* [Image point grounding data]
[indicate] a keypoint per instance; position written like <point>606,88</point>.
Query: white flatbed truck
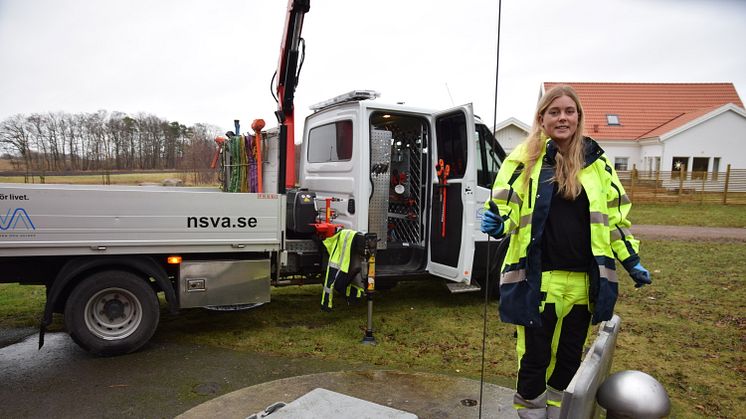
<point>105,252</point>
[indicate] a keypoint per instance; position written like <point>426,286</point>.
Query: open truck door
<point>452,200</point>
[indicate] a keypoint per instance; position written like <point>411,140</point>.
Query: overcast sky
<point>211,61</point>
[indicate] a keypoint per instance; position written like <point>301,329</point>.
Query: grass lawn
<point>687,329</point>
<point>704,215</point>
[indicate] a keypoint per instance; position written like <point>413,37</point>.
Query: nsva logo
<point>18,220</point>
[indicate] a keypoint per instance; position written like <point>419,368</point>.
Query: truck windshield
<point>330,142</point>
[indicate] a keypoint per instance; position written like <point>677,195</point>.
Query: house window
<point>678,165</point>
<point>699,167</point>
<point>621,163</point>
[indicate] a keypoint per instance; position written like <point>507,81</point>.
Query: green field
<point>688,329</point>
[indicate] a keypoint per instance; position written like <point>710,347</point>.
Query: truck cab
<point>415,177</point>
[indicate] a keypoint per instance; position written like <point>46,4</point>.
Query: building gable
<point>630,111</point>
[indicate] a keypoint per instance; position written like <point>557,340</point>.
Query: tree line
<point>105,141</point>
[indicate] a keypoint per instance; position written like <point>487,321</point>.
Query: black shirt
<point>566,241</point>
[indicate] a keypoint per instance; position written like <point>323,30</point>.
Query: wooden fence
<point>728,188</point>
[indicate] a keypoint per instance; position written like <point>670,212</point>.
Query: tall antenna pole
<point>489,256</point>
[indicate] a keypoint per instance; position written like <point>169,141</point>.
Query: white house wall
<point>621,148</point>
<point>722,136</point>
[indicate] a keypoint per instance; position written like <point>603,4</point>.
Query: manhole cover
<point>207,389</point>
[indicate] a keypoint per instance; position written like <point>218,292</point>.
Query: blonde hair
<point>569,163</point>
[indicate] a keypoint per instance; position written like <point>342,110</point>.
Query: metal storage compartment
<point>224,283</point>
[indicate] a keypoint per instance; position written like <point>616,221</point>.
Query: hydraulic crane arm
<point>287,73</point>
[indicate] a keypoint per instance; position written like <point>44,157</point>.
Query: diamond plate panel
<point>380,178</point>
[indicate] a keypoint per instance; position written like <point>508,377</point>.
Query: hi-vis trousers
<point>549,355</point>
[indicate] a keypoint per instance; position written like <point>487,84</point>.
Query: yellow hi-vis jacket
<point>525,207</point>
<point>338,273</point>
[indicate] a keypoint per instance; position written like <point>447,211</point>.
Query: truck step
<point>459,287</point>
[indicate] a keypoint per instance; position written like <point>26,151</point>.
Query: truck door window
<point>330,142</point>
<point>451,130</point>
<point>490,157</point>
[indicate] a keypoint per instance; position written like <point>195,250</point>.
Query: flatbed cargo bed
<point>41,220</point>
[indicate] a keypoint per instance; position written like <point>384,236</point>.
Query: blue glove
<point>640,275</point>
<point>492,224</point>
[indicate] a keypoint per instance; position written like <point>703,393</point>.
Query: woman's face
<point>560,120</point>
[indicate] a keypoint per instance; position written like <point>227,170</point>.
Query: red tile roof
<point>647,109</point>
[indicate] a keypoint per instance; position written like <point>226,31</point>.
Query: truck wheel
<point>112,313</point>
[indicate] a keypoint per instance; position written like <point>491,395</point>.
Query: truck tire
<point>112,313</point>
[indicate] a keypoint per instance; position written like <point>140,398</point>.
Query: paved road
<point>164,380</point>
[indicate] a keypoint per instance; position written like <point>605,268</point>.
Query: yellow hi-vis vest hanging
<point>339,276</point>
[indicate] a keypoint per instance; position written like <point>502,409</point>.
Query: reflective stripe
<point>503,194</point>
<point>615,202</point>
<point>511,277</point>
<point>599,218</point>
<point>616,235</point>
<point>343,250</point>
<point>609,274</point>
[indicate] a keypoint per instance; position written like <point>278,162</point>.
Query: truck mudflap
<point>73,270</point>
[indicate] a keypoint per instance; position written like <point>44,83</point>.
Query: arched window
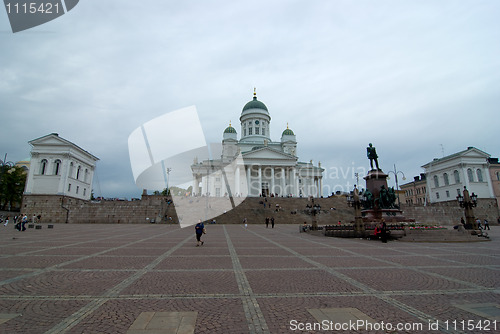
<point>57,167</point>
<point>43,166</point>
<point>446,180</point>
<point>479,175</point>
<point>470,175</point>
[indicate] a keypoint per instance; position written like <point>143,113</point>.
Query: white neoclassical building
<point>254,165</point>
<point>59,167</point>
<point>447,176</point>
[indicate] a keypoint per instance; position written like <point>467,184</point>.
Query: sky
<point>418,79</point>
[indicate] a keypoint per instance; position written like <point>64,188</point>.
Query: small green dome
<point>288,131</point>
<point>254,104</point>
<point>230,129</point>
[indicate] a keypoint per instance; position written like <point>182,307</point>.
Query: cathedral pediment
<point>52,139</point>
<point>267,153</point>
<point>55,144</point>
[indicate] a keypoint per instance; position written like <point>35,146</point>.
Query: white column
<point>297,192</point>
<point>260,180</point>
<point>63,171</point>
<point>320,186</point>
<point>237,181</point>
<point>272,181</point>
<point>249,180</point>
<point>283,182</point>
<point>466,179</point>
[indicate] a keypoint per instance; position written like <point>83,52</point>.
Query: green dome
<point>230,129</point>
<point>254,104</point>
<point>288,132</point>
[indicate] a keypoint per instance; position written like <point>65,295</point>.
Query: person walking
<point>485,223</point>
<point>199,230</point>
<point>383,231</point>
<point>478,222</point>
<point>23,223</point>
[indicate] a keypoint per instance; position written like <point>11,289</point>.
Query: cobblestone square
<point>101,278</point>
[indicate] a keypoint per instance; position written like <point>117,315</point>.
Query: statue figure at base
<point>372,155</point>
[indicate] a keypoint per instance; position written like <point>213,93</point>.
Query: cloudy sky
<point>419,79</point>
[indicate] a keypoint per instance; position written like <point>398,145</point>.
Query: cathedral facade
<point>254,165</point>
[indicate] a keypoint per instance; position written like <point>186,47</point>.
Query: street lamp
<point>354,201</point>
<point>314,210</point>
<point>168,170</point>
<point>395,172</point>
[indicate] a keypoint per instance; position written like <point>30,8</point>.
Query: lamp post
<point>468,202</point>
<point>314,210</point>
<point>354,201</point>
<point>396,172</point>
<point>168,170</point>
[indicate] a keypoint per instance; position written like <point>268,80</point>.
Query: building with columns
<point>447,176</point>
<point>254,165</point>
<point>59,167</point>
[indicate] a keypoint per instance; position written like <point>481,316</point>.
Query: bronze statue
<point>372,155</point>
<point>368,202</point>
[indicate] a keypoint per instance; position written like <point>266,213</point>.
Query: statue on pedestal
<point>372,155</point>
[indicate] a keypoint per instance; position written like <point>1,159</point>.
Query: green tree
<point>12,181</point>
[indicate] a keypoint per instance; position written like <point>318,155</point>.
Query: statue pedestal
<point>374,182</point>
<point>389,215</point>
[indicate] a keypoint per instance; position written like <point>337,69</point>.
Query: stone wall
<point>61,209</point>
<point>449,213</point>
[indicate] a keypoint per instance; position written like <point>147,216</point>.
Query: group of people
<point>20,221</point>
<point>270,220</point>
<point>486,224</point>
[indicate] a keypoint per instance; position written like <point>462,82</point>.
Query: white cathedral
<point>258,166</point>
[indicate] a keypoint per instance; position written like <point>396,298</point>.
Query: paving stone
<point>101,278</point>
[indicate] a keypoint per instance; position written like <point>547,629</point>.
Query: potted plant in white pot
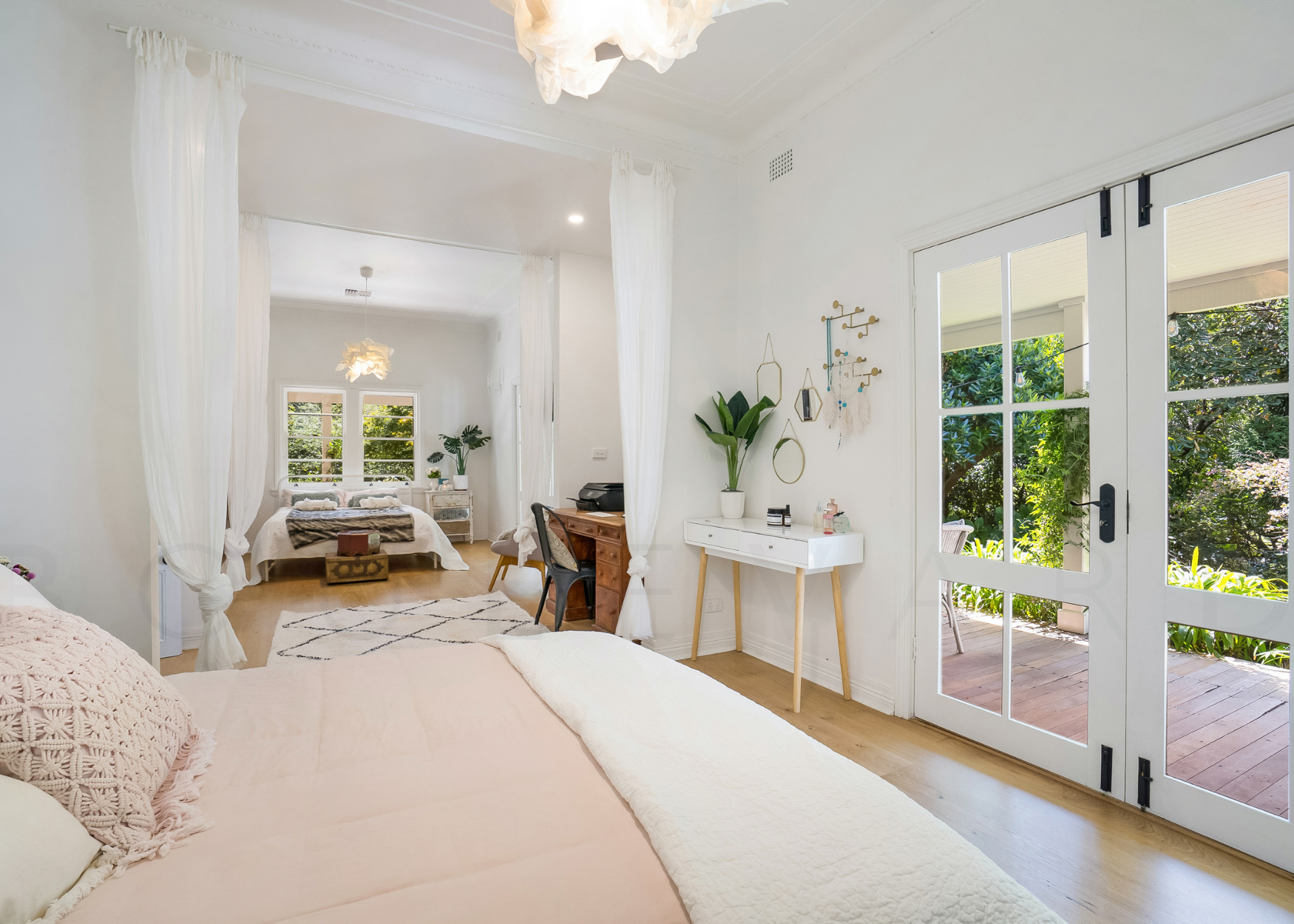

* [Task statement] Pictures stay out; the data above is to be returned exactly.

* [Solved problem]
[indicate] a keypoint per instance; position written like <point>606,88</point>.
Query: white flatbed truck
<point>105,252</point>
[indicate] a keypoint per instance; position written like <point>426,286</point>.
Query: open truck door
<point>452,200</point>
[indicate] a keypoint per instance; position written like <point>411,140</point>.
Query: overcast sky
<point>211,61</point>
[indicate] a keypoint per instance; position written like <point>301,329</point>.
Query: grass lawn
<point>687,329</point>
<point>704,215</point>
[indicate] a keypoint per instance; position written like <point>413,37</point>.
Query: nsva logo
<point>18,220</point>
[indicate] a keypoint per instance; position written like <point>419,368</point>.
Query: truck windshield
<point>330,142</point>
[indicate] a keypoint per instance; position written like <point>677,195</point>.
Query: house window
<point>678,165</point>
<point>699,167</point>
<point>621,163</point>
[indicate] a keypoint per instance; position written like <point>507,81</point>.
Query: green field
<point>688,329</point>
[indicate] a keypoint per instance; position written like <point>710,347</point>.
Query: truck cab
<point>415,177</point>
[indicate] a keypoint per instance; position written like <point>46,4</point>.
Query: building gable
<point>630,111</point>
[indicate] a keypoint per instance; position written like <point>557,340</point>.
Query: tree line
<point>105,141</point>
[indicate] a keypoint per instance; position written like <point>487,321</point>.
Query: black shirt
<point>566,241</point>
[indicate] a keypoint per instance; position written like <point>323,30</point>.
Query: wooden fence
<point>728,188</point>
[indicate] a keypoint per instance; position written like <point>670,212</point>.
Query: tall antenna pole
<point>489,256</point>
[indicate] a keypoint per instance; position written like <point>169,141</point>.
Query: white house wall
<point>621,148</point>
<point>722,136</point>
[indicate] a keypoint per instance; position written like <point>603,4</point>.
Query: manhole cover
<point>207,389</point>
[indicate] a keypoint per instance; position written like <point>218,292</point>.
Query: blonde hair
<point>569,163</point>
[indicate] a keypoint per instance; position written like <point>342,110</point>.
Query: metal storage compartment
<point>224,283</point>
[indicate] a keypoint per instance; position written like <point>616,221</point>.
Query: hydraulic crane arm
<point>287,73</point>
[indicate] a keypoint per instance; position written like <point>44,157</point>.
Query: diamond plate panel
<point>380,178</point>
[indicate] a keypoint per instance; position written like <point>508,377</point>.
Query: hi-vis trousers
<point>549,355</point>
[indicate] a keypoint per instance; position written like <point>487,84</point>.
Query: yellow hi-vis jacket
<point>525,207</point>
<point>338,273</point>
[indicate] a keypoint per instance; position written like <point>447,211</point>.
Query: truck step
<point>459,287</point>
[indicate] a keypoint per instance; position written like <point>26,151</point>.
Query: truck door window
<point>330,142</point>
<point>451,130</point>
<point>490,157</point>
[indicate] a keypoint per instance; position written like <point>195,250</point>.
Query: flatbed cargo bed
<point>41,220</point>
[indicate] a keypoint per instance; position written like <point>384,236</point>.
Query: blue glove
<point>640,275</point>
<point>492,224</point>
[indicate] a keypoint per instance; position written like <point>703,393</point>.
Query: woman's face
<point>560,120</point>
[indicate] a keypoint per instance; position written like <point>227,170</point>.
Query: red tile roof
<point>647,109</point>
[indicate] a keypoint per instance; position written like <point>226,31</point>.
Query: truck wheel
<point>112,313</point>
[indicate] a keypoint per instance; position written like <point>491,395</point>.
Query: truck tire
<point>112,313</point>
[indicate] a keypoint per instance; position written like <point>140,398</point>.
Query: paved road
<point>164,380</point>
[indicate] a keypoint per instance; position written like <point>605,268</point>.
Query: yellow hi-vis vest hanging
<point>339,276</point>
[indicate] a keypoint per instance; position written like <point>502,409</point>.
Query: reflective stripe
<point>503,194</point>
<point>615,202</point>
<point>511,277</point>
<point>599,218</point>
<point>616,235</point>
<point>343,250</point>
<point>609,274</point>
[indicate] a keypoint per instance; position written like <point>278,162</point>.
Query: truck mudflap
<point>73,270</point>
[indicate] a keypoint per instance; position written like <point>44,83</point>.
Query: arched window
<point>57,167</point>
<point>43,166</point>
<point>446,180</point>
<point>479,175</point>
<point>470,175</point>
[indicate] a keypoint per instance; position written like <point>143,113</point>.
Query: white neoclassical building
<point>254,165</point>
<point>59,167</point>
<point>447,176</point>
[indicate] a keypoint per instance; position written like <point>467,184</point>.
Query: sky
<point>418,79</point>
[indicate] a keypoint per instance; position written like <point>64,188</point>.
Query: small green dome
<point>288,131</point>
<point>254,104</point>
<point>230,129</point>
[indicate] a keypoint per instance; position written like <point>182,307</point>.
Query: cathedral pediment
<point>52,139</point>
<point>267,153</point>
<point>55,144</point>
[indicate] a keypoint per instance; position written like <point>35,146</point>.
Query: white column
<point>297,192</point>
<point>260,180</point>
<point>63,171</point>
<point>320,186</point>
<point>237,181</point>
<point>272,181</point>
<point>249,180</point>
<point>283,182</point>
<point>466,179</point>
[indicate] a keypoint per instance; position written like <point>83,52</point>.
Query: green dome
<point>230,129</point>
<point>254,104</point>
<point>288,132</point>
[indicate] a keypoint per instance; position written like <point>65,295</point>.
Query: person walking
<point>485,223</point>
<point>199,230</point>
<point>383,231</point>
<point>478,222</point>
<point>23,223</point>
[indicate] a keypoint per instance; position written like <point>11,289</point>.
Query: cobblestone square
<point>101,278</point>
[indicate] a keypoint per instance; position written like <point>117,315</point>.
Query: statue figure at base
<point>372,155</point>
[indicate] a keypoint per instance; position written like <point>213,93</point>.
Query: cloudy sky
<point>419,79</point>
[indicate] a keypoint per instance; position written like <point>398,145</point>.
Query: cathedral facade
<point>254,165</point>
[indicate] a keypoint per instance; position written like <point>186,47</point>.
Query: street lamp
<point>354,201</point>
<point>314,210</point>
<point>168,170</point>
<point>395,172</point>
[indicate] a keypoint per instance; position written like <point>30,8</point>.
Query: lamp post
<point>468,202</point>
<point>314,210</point>
<point>354,201</point>
<point>396,172</point>
<point>168,170</point>
[indicate] a keypoint per instance; position written like <point>268,80</point>.
Query: building with columns
<point>447,176</point>
<point>254,165</point>
<point>59,167</point>
[indicate] a keypoint per instance; position written like <point>481,316</point>.
Query: bronze statue
<point>372,155</point>
<point>368,202</point>
[indicate] a keypoint per instance; position written like <point>266,213</point>.
Query: statue on pedestal
<point>372,155</point>
[indicate] a keypoint per instance; position written like <point>1,159</point>.
Query: green tree
<point>12,181</point>
[indicate] a keypoint per instance; position written like <point>318,155</point>.
Query: statue pedestal
<point>374,182</point>
<point>389,215</point>
[indicate] a keypoint per instance; position written like <point>337,69</point>.
Query: stone wall
<point>61,209</point>
<point>449,213</point>
[indicate] a keypoint per instance; position written like <point>147,216</point>.
Query: group of people
<point>20,221</point>
<point>270,220</point>
<point>486,224</point>
[indicate] a keypoint per instance; position written like <point>462,82</point>.
Query: white cathedral
<point>258,166</point>
[indicate] a keypoint per instance; position written like <point>396,298</point>.
Query: paving stone
<point>101,278</point>
[indicate] a keypoint per instance; position written like <point>547,629</point>.
Query: potted plant in white pot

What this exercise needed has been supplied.